(SOURCE RECORDS):
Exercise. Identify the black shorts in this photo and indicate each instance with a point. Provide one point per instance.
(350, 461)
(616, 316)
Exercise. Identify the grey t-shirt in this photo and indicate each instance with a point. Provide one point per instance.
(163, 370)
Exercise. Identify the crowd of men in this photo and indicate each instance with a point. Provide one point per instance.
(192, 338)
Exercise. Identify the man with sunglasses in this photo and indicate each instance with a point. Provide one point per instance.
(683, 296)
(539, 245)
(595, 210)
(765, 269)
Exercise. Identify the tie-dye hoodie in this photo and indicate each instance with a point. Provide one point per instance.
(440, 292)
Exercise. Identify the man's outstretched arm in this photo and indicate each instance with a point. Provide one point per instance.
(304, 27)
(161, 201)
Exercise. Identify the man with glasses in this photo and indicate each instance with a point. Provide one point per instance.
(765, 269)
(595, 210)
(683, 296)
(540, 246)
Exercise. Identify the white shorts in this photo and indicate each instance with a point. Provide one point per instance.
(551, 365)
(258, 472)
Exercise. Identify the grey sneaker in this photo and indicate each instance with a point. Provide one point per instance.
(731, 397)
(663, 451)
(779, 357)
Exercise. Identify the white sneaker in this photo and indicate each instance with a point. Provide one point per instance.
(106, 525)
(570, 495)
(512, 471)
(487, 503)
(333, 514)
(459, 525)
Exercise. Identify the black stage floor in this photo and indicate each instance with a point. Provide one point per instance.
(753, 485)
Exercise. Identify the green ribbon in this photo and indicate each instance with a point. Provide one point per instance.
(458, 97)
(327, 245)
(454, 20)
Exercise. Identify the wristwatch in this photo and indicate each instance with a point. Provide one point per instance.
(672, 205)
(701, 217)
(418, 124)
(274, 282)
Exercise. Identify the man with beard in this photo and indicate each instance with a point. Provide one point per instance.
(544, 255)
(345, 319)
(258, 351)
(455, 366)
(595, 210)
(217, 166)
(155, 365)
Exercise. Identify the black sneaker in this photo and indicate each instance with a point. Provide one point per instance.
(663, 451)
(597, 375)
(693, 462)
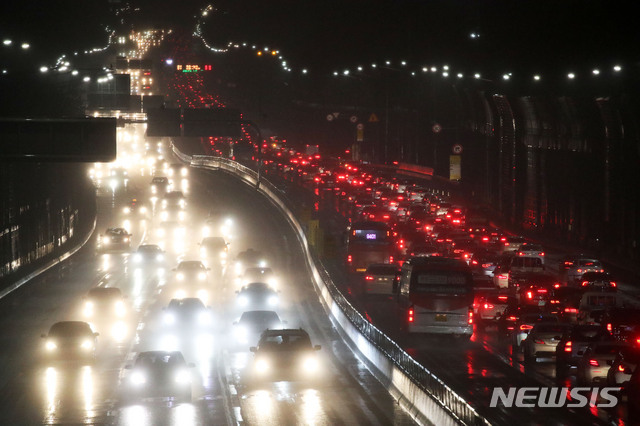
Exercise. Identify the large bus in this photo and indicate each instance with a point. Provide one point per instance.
(436, 296)
(369, 242)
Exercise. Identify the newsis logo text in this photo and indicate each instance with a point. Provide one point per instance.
(554, 397)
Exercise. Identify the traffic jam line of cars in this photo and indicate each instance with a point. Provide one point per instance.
(575, 317)
(279, 353)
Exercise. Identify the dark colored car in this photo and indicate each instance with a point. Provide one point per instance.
(574, 343)
(160, 374)
(285, 354)
(114, 239)
(70, 340)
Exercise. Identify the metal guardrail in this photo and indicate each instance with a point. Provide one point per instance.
(453, 403)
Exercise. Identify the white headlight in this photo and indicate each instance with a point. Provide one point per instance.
(137, 378)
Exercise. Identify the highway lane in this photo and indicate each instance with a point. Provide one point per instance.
(38, 393)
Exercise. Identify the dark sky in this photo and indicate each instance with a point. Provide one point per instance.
(513, 33)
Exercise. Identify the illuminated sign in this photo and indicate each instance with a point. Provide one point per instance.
(193, 68)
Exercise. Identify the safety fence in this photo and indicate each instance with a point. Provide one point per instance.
(423, 394)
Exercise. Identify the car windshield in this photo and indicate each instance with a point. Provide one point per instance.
(70, 328)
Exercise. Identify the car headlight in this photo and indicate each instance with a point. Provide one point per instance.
(204, 318)
(183, 376)
(262, 365)
(138, 379)
(310, 364)
(88, 309)
(169, 318)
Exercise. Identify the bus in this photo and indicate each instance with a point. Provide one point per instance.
(369, 242)
(436, 296)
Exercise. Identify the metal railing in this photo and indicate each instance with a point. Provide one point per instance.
(449, 400)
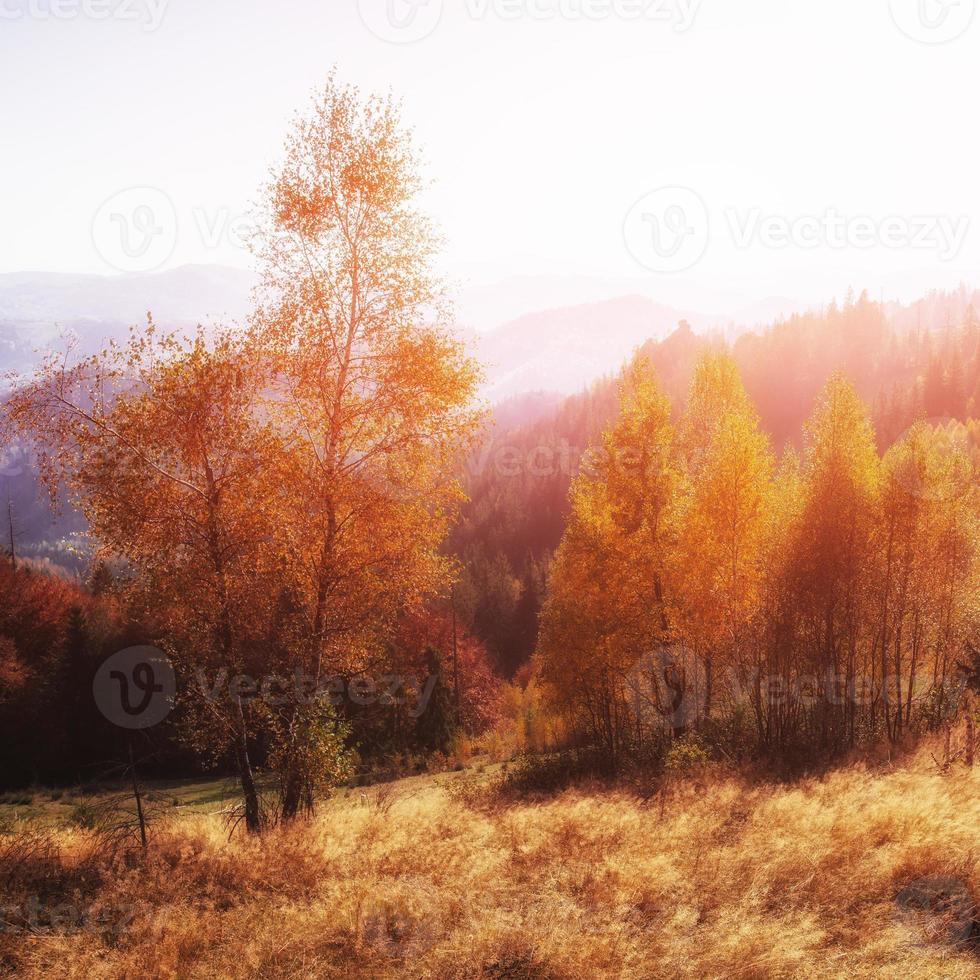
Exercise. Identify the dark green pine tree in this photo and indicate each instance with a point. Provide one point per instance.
(436, 725)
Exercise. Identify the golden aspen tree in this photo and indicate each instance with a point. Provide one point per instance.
(607, 603)
(721, 557)
(831, 562)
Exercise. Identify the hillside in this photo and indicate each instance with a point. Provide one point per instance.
(868, 871)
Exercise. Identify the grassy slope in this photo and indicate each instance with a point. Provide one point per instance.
(723, 880)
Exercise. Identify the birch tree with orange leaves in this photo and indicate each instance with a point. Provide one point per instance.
(374, 396)
(160, 445)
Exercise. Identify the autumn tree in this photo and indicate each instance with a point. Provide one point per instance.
(608, 603)
(723, 540)
(162, 449)
(372, 393)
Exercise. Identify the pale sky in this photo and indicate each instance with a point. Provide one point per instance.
(805, 146)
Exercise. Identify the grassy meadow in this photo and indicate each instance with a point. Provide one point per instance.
(863, 871)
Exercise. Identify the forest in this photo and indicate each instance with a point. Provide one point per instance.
(696, 604)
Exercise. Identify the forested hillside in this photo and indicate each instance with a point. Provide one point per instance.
(907, 363)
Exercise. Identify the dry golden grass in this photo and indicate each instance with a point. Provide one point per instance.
(725, 880)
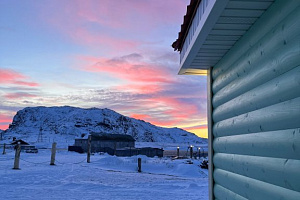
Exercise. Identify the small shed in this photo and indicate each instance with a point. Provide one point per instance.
(100, 141)
(22, 142)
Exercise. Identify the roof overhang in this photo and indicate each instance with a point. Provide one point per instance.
(217, 25)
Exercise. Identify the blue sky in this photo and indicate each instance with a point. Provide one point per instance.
(105, 54)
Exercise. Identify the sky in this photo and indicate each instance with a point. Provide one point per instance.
(112, 54)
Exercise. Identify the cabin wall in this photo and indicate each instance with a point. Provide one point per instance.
(256, 111)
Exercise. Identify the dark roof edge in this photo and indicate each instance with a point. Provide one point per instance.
(187, 21)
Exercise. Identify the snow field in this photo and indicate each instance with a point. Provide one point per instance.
(106, 177)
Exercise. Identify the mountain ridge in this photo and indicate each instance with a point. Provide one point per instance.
(50, 123)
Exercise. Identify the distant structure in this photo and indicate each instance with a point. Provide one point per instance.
(114, 144)
(102, 141)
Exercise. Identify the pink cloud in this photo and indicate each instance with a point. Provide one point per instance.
(129, 70)
(8, 76)
(19, 95)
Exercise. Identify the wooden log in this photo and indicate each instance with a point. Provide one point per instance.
(271, 18)
(223, 193)
(283, 33)
(276, 144)
(275, 91)
(252, 189)
(17, 157)
(53, 152)
(89, 149)
(280, 116)
(278, 63)
(276, 171)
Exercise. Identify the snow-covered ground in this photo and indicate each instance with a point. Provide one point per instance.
(106, 177)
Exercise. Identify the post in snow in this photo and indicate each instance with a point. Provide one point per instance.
(17, 156)
(53, 152)
(4, 149)
(191, 151)
(139, 165)
(89, 149)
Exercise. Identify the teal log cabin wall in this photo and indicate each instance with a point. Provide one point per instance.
(256, 110)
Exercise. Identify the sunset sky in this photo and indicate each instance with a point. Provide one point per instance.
(112, 54)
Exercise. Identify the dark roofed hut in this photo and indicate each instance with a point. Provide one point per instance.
(100, 142)
(22, 142)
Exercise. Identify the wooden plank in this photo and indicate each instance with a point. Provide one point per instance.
(259, 5)
(223, 37)
(285, 32)
(216, 42)
(210, 135)
(264, 25)
(276, 171)
(219, 55)
(251, 188)
(211, 46)
(206, 59)
(275, 144)
(242, 13)
(280, 116)
(260, 72)
(275, 91)
(228, 26)
(228, 32)
(237, 20)
(213, 51)
(223, 193)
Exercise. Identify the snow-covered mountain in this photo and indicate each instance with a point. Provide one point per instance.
(47, 124)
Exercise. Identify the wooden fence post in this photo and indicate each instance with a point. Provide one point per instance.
(89, 149)
(191, 151)
(4, 149)
(53, 151)
(139, 165)
(17, 157)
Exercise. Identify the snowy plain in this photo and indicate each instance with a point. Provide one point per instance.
(106, 177)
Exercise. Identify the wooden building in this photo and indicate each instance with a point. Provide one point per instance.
(250, 52)
(102, 141)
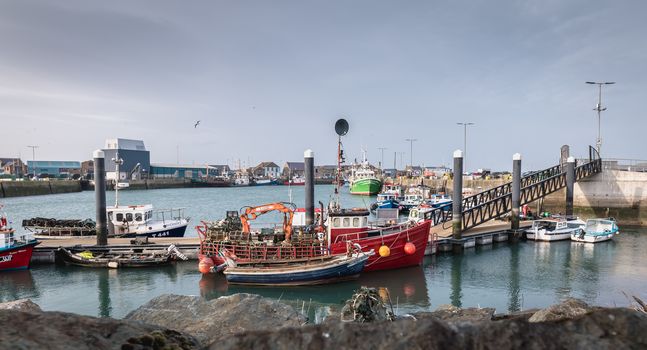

(WHAT YOU NEED TO DO): Which lines of the listing above contain the word "shorts"? Gather every one of them and copy each line out in full, treating uppercase and lowercase letters as different.

(FINISHED ANSWER):
Exercise. Identify the black shorts in this photo and indicate each instance with a point. Provide one point per instance.
Exercise. Identify the white shorts in this photo and indicate each instance with a point. Provide one point per instance.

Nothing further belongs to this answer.